- **Description of the task**
Substitute "standing spectator" for "seated spectator" in the lines below and copy them out with nothing else changed. Leave the pictures out.

- **Record extracts**
────────────────

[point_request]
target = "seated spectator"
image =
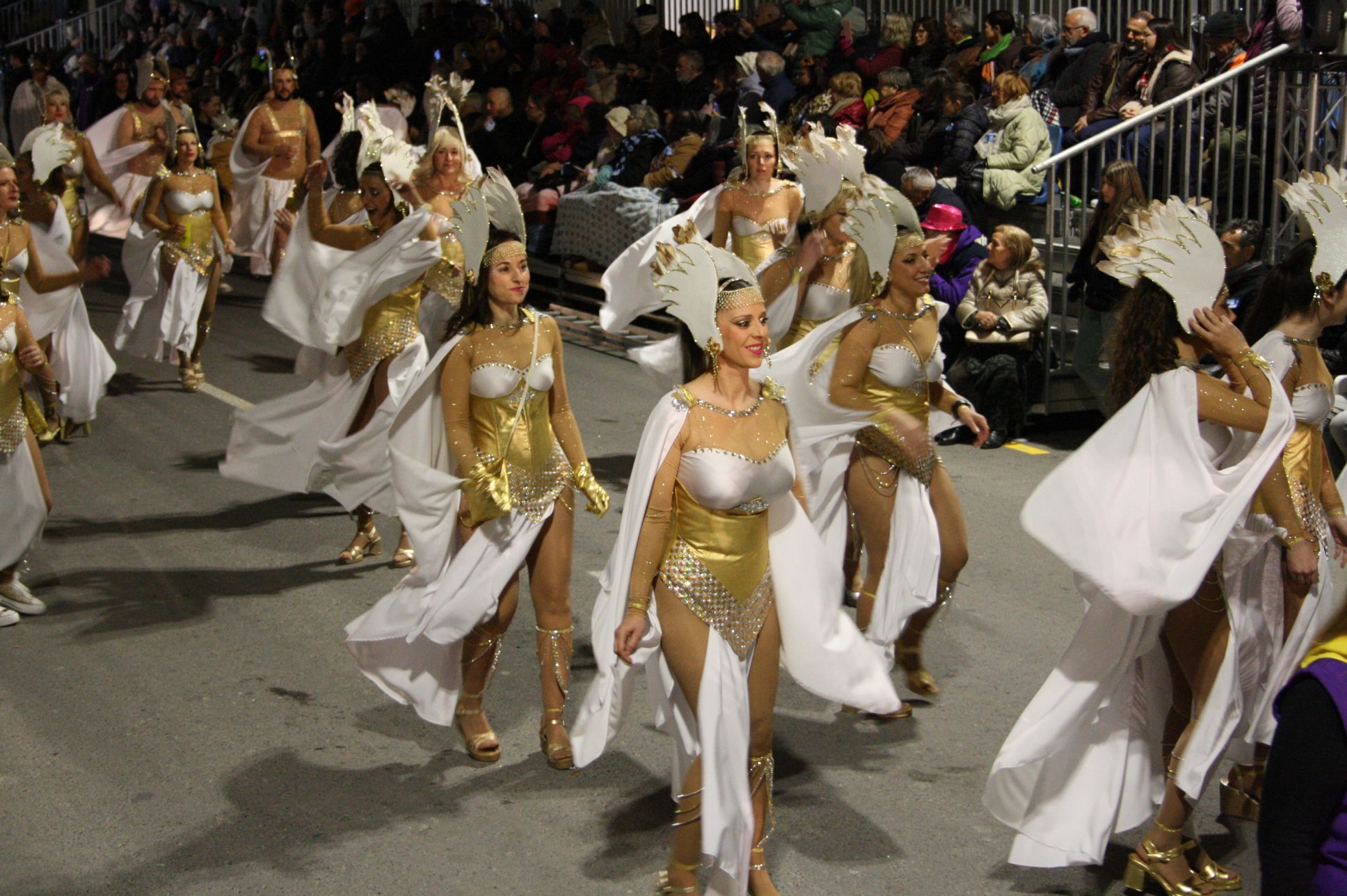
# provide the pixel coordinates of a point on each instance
(820, 24)
(1115, 83)
(1014, 143)
(1040, 40)
(964, 47)
(925, 192)
(889, 116)
(1071, 70)
(1003, 46)
(968, 123)
(778, 90)
(927, 51)
(895, 37)
(847, 106)
(1245, 270)
(957, 248)
(686, 134)
(1003, 312)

────────────────

- **Written solution**
[point_request]
target = "standing spectator"
image =
# provide the pixel coordinates of a point on each instance
(820, 24)
(1115, 83)
(1014, 143)
(1040, 40)
(964, 47)
(925, 192)
(889, 116)
(1071, 70)
(1003, 46)
(968, 123)
(778, 90)
(927, 51)
(895, 37)
(847, 106)
(1245, 270)
(957, 248)
(686, 134)
(1003, 312)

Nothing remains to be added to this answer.